**** Material supplied ****

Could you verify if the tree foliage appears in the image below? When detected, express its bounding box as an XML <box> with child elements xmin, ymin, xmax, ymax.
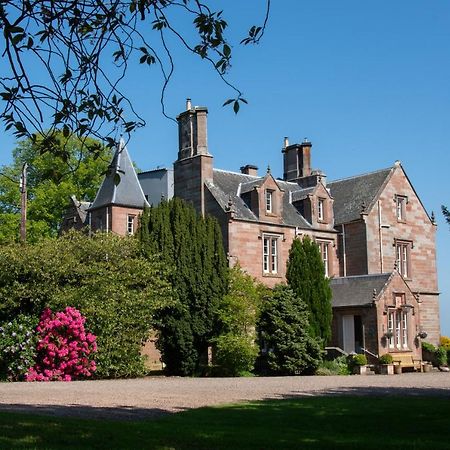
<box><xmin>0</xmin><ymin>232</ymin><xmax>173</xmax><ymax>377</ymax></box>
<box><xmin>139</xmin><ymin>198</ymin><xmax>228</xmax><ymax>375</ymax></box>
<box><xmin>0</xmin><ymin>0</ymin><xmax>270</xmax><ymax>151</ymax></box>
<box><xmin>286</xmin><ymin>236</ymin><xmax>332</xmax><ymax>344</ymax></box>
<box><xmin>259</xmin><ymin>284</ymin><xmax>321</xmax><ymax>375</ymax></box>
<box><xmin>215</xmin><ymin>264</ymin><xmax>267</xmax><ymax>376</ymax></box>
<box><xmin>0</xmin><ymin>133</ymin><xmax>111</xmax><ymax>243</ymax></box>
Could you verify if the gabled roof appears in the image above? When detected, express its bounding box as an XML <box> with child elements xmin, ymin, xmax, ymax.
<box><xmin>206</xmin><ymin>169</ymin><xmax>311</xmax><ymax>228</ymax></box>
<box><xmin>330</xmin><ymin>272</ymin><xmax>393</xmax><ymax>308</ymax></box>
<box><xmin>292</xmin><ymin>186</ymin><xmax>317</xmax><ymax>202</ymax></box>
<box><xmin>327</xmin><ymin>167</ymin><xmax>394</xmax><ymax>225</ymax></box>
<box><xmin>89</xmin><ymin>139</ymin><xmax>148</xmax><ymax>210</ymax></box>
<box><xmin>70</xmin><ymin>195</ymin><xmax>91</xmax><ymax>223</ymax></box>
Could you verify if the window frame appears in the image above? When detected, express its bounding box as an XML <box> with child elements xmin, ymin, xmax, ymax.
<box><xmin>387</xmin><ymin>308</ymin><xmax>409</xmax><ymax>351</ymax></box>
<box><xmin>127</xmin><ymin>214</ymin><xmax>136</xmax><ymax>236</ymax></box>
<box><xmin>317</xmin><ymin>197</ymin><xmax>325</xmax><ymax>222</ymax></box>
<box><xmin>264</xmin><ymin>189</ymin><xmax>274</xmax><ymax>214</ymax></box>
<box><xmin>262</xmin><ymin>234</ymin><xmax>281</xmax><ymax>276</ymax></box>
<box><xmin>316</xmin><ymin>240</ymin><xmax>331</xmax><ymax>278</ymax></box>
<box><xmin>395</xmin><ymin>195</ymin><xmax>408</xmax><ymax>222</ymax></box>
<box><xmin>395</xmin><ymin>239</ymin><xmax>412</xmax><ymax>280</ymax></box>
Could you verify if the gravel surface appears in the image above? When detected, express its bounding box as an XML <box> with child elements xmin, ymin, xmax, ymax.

****

Set exercise: Show each of the lines above that contains the word "gabled". Letter case matters.

Correct result:
Could you verify if the gabled roof appears in the image above? When detected, express its bounding box as an XML <box> with child elements xmin, ymin, xmax, ymax.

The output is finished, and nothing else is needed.